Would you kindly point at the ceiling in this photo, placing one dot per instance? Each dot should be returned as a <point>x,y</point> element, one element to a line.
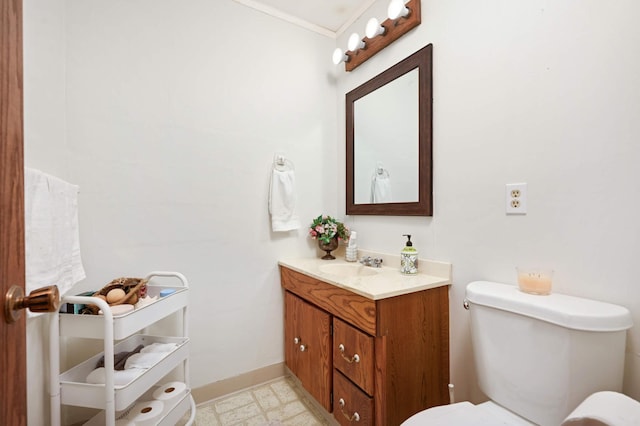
<point>327,17</point>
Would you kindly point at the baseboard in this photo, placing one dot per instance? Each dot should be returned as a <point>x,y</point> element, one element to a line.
<point>233,384</point>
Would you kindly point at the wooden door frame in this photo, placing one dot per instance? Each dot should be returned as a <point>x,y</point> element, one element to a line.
<point>13,403</point>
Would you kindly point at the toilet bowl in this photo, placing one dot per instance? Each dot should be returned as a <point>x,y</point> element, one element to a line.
<point>542,360</point>
<point>600,409</point>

--- --- ---

Write out the whole listing above again, requests included, but raise every point coordinate in the answers by 146. Leave the pictures out.

Would you kindly point at the ceiling in this photo, placing one dot per instance? Each dot should be returned as a <point>x,y</point> element, one element to a line.
<point>473,163</point>
Would you kindly point at the baseboard in this photo, placing one dot per instance? Each dot should be returned as a <point>x,y</point> element, one element to a line.
<point>379,530</point>
Would you kindly point at the wooden door frame in this photo, placing one dot per instance? Each dot should be returned as a <point>x,y</point> element, one element to a line.
<point>159,549</point>
Would you kindly point at the toilet bowl in this photo, placing one dot per instance? Each dot should be returned as a <point>x,y</point> element, one element to a line.
<point>688,506</point>
<point>746,555</point>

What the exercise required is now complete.